§ Work required:
Count the lines in the entries below that contain the string "rice", with matching case-sensitive. Reply with the number alone.

§ Data listing:

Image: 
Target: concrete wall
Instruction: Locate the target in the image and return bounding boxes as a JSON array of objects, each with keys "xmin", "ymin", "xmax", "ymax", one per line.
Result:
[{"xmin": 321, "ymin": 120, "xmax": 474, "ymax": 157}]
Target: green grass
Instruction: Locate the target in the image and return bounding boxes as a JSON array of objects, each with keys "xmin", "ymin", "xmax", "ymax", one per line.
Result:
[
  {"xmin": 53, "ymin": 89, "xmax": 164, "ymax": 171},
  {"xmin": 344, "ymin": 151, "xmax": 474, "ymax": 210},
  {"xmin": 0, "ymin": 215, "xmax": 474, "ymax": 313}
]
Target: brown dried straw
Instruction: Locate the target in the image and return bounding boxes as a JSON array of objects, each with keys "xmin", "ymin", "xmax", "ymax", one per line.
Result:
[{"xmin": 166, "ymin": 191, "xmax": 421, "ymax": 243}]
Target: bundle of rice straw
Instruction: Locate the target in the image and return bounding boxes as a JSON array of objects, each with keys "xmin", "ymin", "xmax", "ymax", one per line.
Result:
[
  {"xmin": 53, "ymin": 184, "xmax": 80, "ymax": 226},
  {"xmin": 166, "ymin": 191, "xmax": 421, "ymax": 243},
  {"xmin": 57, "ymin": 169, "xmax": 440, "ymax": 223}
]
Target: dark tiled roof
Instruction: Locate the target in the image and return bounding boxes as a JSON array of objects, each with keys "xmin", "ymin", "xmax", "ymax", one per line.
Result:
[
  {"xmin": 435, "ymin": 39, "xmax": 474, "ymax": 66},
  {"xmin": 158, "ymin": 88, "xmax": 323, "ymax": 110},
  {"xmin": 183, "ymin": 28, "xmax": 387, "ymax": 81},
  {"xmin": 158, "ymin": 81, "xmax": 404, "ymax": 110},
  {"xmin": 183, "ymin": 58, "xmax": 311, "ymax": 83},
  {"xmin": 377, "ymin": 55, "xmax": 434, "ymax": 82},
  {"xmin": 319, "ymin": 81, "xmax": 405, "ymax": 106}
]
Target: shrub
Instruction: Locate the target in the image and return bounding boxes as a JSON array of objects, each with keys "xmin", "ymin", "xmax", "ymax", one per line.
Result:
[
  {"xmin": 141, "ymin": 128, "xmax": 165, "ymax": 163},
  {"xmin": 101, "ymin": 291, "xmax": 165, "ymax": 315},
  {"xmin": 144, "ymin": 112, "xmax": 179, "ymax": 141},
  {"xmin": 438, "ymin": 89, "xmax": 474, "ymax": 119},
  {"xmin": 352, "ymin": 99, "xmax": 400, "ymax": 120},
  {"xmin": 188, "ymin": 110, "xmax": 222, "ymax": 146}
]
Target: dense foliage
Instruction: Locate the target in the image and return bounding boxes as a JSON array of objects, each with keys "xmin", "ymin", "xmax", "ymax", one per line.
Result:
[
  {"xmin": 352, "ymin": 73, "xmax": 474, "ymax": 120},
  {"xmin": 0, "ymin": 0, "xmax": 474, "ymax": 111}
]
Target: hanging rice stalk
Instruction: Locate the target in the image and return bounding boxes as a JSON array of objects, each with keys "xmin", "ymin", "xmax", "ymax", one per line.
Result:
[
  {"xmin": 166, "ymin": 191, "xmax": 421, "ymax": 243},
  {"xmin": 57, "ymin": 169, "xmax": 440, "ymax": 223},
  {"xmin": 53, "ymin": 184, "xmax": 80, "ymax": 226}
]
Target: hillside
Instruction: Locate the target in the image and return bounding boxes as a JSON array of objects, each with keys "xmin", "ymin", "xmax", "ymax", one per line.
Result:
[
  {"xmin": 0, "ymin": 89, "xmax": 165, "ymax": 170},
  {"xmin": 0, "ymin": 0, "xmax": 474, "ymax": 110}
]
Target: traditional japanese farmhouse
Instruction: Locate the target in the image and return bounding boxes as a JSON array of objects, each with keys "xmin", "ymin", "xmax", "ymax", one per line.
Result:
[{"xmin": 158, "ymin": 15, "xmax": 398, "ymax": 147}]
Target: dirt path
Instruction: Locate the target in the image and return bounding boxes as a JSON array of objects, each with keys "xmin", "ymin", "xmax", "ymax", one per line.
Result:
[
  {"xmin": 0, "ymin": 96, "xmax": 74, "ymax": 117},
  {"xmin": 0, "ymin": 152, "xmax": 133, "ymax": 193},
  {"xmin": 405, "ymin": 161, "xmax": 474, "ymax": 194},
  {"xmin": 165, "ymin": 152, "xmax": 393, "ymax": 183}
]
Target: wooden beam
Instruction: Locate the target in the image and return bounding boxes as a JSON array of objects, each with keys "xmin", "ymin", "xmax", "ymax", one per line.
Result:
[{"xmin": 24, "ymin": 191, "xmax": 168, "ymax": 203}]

§ Task answer:
2